• Material for this exercise:
━━━━━━━━━━

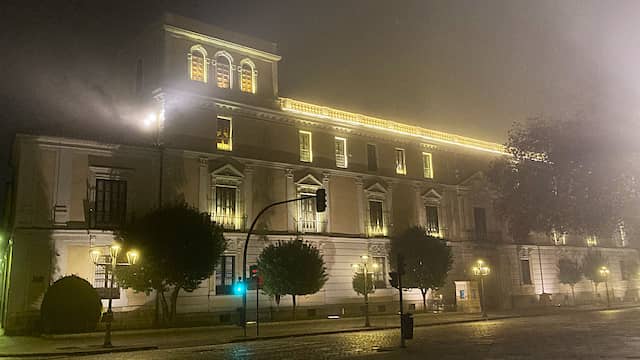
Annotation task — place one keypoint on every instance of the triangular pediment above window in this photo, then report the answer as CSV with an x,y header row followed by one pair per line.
x,y
309,180
377,188
227,170
432,195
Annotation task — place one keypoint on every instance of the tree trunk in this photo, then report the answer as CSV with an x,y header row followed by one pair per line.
x,y
294,306
424,299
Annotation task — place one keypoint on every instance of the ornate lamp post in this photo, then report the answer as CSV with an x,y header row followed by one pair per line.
x,y
109,267
364,265
604,273
480,269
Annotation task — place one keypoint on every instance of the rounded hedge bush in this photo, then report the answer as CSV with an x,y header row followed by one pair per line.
x,y
70,305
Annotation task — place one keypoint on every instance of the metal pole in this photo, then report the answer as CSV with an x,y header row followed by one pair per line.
x,y
402,341
482,303
244,256
366,298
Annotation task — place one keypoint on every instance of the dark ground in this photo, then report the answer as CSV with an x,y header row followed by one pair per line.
x,y
608,334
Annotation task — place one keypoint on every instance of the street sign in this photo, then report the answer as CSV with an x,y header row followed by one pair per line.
x,y
108,293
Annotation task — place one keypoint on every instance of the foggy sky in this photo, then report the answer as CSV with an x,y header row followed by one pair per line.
x,y
468,67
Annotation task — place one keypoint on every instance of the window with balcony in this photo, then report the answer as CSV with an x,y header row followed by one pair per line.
x,y
372,157
307,216
198,64
223,70
306,153
225,207
225,273
341,152
525,271
110,203
376,217
224,134
401,166
379,280
433,228
427,165
247,76
480,222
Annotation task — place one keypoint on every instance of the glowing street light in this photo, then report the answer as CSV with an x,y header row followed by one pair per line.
x,y
364,265
480,269
604,273
110,266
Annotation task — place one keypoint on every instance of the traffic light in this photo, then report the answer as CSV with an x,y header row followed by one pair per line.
x,y
321,200
239,288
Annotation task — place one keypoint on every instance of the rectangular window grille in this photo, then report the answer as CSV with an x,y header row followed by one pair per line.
x,y
306,154
379,272
225,273
433,227
372,157
401,166
111,203
480,221
223,134
376,217
225,209
427,162
197,68
525,270
308,220
341,152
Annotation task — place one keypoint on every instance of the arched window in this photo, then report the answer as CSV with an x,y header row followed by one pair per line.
x,y
224,64
248,76
198,64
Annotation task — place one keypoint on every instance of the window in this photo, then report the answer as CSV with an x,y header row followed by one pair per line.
x,y
307,220
427,165
379,272
225,272
225,210
433,227
372,157
401,167
223,134
341,152
111,203
198,64
223,71
376,218
525,271
306,153
247,76
480,221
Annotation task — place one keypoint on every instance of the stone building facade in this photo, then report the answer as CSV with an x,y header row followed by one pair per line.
x,y
213,131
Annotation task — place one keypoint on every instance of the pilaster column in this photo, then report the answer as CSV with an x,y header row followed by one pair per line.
x,y
361,205
290,194
327,213
203,186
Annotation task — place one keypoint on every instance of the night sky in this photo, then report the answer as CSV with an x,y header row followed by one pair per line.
x,y
469,67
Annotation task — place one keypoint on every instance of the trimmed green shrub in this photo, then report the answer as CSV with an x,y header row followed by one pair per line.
x,y
70,305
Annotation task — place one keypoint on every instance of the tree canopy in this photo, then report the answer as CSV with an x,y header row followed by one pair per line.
x,y
179,247
427,259
564,176
292,268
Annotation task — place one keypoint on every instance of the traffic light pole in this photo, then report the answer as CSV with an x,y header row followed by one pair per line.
x,y
244,255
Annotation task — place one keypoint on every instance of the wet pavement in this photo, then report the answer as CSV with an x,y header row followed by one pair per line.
x,y
607,334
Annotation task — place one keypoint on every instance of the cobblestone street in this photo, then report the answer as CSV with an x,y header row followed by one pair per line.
x,y
608,334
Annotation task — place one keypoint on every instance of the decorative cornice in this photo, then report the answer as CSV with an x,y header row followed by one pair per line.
x,y
210,40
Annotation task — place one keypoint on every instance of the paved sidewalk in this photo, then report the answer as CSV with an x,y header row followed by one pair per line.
x,y
133,340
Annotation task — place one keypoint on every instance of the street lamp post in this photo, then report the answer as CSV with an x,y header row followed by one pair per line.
x,y
604,273
480,269
110,266
364,265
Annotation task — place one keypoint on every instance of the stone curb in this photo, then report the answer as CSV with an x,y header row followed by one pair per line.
x,y
85,352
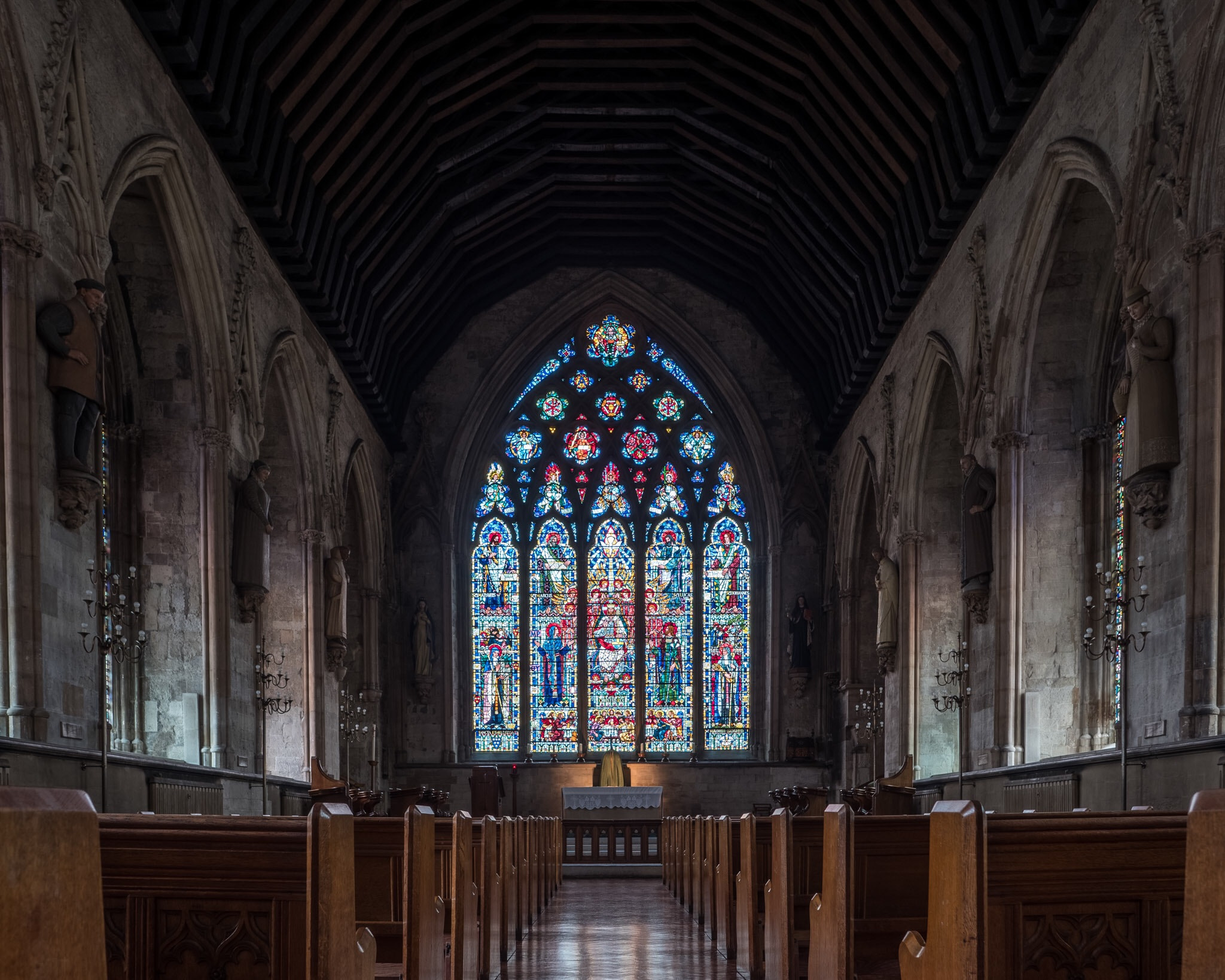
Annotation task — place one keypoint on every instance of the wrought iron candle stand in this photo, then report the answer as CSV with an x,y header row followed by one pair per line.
x,y
870,717
270,704
1116,641
956,680
120,638
353,710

━━━━━━━━━━

• What is asked:
Reproduce the rows from the line containing "of the wrought" through the end of the rows, inclusive, and give only those lines. Leave the request lines unchanged, but multiply every x,y coordinate in the answers by 2.1 and round each result to a whole number, with halves rounded up.

• Exercise solution:
Annotation task — place one keypoint on every instance of the wrought iron candle stand in this photo, then report the answer as CSV with an x,y header row followed by one pair per line.
x,y
1827,1506
567,1478
2344,1346
2008,1428
252,1340
741,1491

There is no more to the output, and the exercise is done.